**Given task**.
Every line of the material that follows must be printed again exactly.

-- Start of Given information --

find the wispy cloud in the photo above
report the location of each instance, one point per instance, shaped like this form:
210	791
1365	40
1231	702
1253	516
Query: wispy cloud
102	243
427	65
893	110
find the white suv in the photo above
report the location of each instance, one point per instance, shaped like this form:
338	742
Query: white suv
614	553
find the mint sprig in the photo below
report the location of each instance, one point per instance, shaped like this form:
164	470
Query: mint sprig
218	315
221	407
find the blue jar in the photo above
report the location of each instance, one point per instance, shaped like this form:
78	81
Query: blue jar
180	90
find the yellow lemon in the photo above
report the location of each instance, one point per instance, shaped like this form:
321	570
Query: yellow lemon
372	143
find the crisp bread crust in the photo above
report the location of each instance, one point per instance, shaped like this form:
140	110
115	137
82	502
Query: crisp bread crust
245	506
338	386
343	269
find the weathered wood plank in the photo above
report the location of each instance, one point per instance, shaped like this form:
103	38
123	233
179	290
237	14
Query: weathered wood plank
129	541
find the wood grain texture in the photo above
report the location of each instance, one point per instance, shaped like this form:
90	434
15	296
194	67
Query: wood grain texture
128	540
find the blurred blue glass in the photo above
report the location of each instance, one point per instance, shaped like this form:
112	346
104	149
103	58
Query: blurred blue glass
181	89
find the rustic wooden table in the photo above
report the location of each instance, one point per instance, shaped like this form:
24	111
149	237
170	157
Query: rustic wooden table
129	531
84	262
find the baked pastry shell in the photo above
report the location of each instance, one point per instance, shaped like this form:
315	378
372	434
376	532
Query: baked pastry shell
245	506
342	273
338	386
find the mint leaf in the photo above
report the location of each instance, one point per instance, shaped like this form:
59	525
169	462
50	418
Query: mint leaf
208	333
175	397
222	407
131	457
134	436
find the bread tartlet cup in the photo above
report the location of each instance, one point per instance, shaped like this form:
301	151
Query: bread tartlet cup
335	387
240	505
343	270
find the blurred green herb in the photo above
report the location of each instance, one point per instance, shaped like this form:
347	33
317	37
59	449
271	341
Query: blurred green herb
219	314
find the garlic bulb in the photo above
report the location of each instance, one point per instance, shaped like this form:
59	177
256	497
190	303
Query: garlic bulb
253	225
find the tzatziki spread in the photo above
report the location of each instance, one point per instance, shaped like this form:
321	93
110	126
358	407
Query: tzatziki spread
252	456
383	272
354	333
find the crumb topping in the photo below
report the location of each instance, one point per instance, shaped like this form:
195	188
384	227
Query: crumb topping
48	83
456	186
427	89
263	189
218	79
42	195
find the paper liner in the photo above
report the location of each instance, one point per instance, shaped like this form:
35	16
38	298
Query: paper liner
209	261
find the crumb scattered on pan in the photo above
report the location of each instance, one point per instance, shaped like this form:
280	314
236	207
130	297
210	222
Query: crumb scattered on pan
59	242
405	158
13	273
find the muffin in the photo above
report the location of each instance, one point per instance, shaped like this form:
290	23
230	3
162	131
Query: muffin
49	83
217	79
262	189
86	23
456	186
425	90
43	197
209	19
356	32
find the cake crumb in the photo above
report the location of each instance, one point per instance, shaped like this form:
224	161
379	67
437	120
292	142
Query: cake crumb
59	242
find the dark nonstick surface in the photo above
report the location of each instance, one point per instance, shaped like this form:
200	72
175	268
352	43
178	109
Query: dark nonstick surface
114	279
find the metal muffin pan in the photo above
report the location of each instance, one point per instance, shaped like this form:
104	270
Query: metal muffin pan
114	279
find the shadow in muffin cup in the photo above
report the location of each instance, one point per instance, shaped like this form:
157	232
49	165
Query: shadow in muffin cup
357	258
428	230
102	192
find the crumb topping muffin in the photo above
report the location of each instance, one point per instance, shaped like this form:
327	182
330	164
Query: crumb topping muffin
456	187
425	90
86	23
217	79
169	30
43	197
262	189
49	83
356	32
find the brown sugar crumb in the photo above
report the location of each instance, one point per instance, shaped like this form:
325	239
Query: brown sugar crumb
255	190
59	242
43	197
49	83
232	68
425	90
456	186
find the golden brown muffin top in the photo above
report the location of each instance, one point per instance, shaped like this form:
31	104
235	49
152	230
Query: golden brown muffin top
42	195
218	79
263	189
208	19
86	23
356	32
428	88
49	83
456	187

-- End of Given information --

**Solution for this exercise**.
find the wispy cloud in the photo above
report the location of each instance, one point per instance, shaped like this form:
210	791
1365	40
1231	702
1253	516
Query: wispy cloud
102	243
427	65
893	110
find the white suv in the photo above
report the location of each instance, one point per instance, shaped like this form:
338	742
Query: white suv
614	553
find the mint sprig in the photo below
report the location of each instance, one point per instance, shaped like this form:
164	470
Query: mint sprig
218	315
221	407
find the blue jar in the photo above
report the location of each instance, one point per instance, shaped like this form:
78	81
Query: blue jar
180	90
find the yellow lemon in the photo above
report the location of each instance, one point per instance, shaped like this form:
321	570
Query: yellow lemon
372	143
find the crisp bread crust in the photo above
report the location of each instance, one point per instance, shaped like this form:
140	110
115	137
82	502
Query: crisp bread crust
245	506
338	386
343	269
find the weathered wood plank in the photo above
report the location of each instance, one point per instance, shaped like this form:
103	38
123	233
179	290
237	14
Query: weathered wood plank
129	541
find the wood grain texture in the photo above
report the location of each instance, one point per instance, shaped like this form:
90	434
15	296
194	67
Query: wood grain texture
128	540
find the blurred blue glass in the photo above
report the location of each instance, one point per instance, shaped like this form:
112	346
104	149
103	58
Query: blurred blue glass
181	89
find the rustic wooden table in the photo above
report the location of each instance, one point per instance, shaped like this form:
24	111
149	237
170	157
Query: rustic wooden table
129	531
84	262
find the baked pastry shell in the photo above
report the location of each instance, one point per instance, shaped like this form:
315	378
372	434
376	532
Query: baked pastry shell
245	506
342	273
338	386
find the mint leaf in the photo above
report the location of each instance, one point per instance, shaped like this form:
59	525
169	462
50	418
Query: mint leaf
208	333
175	397
222	407
131	457
134	436
find the bread tartlet cup in the photo above
report the location of each instance, one point per instance, shaped like this form:
301	151
Query: bread tartlet cup
335	387
240	505
343	270
find the blurred green herb in the photo above
report the location of each instance, one point per instance, shaped like this form:
347	33
317	37
59	449
271	341
Query: blurred green herb
219	314
find the garlic bulb in the photo above
report the location of each instance, one point per instance, shaped like this form:
59	177
256	497
190	303
Query: garlic bulb
253	225
find the tzatziki spread in the photo above
report the location of each instance, one point per instance, shaped like this form:
321	93
110	126
358	407
Query: tzatziki spread
252	456
383	272
354	333
find the crumb topping in the photo below
report the location of each instance, one point per instance, shaped like this form:
195	188
384	227
Query: crumb topping
48	83
456	186
427	89
263	189
218	79
42	195
find the paper liner in the photo above
report the location of each instance, one point per instance, shaped like this form:
35	16
38	298
Query: paper liner
209	261
find the crumb scattered on pan in the photo above
report the location of each instance, one point per instance, shaped like this form:
280	314
236	207
130	297
210	222
Query: crumb scattered on pan
59	242
405	158
13	273
find the muffin in the photo above
report the location of each instance, one point per instance, shaped like this form:
290	23
230	3
162	131
Query: muffin
49	83
217	79
262	189
86	23
456	186
425	90
43	197
209	19
356	32
find the cake crumb in the photo above
report the location of each instance, one point per instance, shaped like this form:
224	161
379	67
437	120
292	142
Query: cake crumb
59	242
find the dark nonstick surface in the photo above
report the location of each instance, one point per instance, shaped like this form:
200	72
175	268
352	43
178	109
Query: dark nonstick surface
114	279
find the metal muffin pan in the photo above
report the location of each instance, one point per instance, shaped like this form:
104	270
Query: metal muffin pan
114	279
find the shadow in muffin cup in the photo above
report the location of each instance, one point per instance, shaped like this form:
157	232
49	165
Query: shadow in muffin cup
357	258
428	230
102	192
find the crumb topping muffin in the photo above
report the location of each instance, one point per instance, shaped like this form:
327	182
330	164
Query: crumb topping muffin
456	187
425	90
86	23
217	79
169	30
43	197
262	189
49	83
356	32
find the brown sugar crumb in the photo above
report the location of each instance, one point per instance, shaped like this form:
325	239
Query: brown sugar crumb
255	190
59	242
43	197
49	83
232	68
425	90
456	186
find the golden brown muffin top in the photo above
report the location of each instance, one point per instance, shaped like this form:
31	104
235	49
152	230
Query: golden brown muffin top
42	195
218	79
263	189
208	19
86	23
356	32
428	88
49	83
456	187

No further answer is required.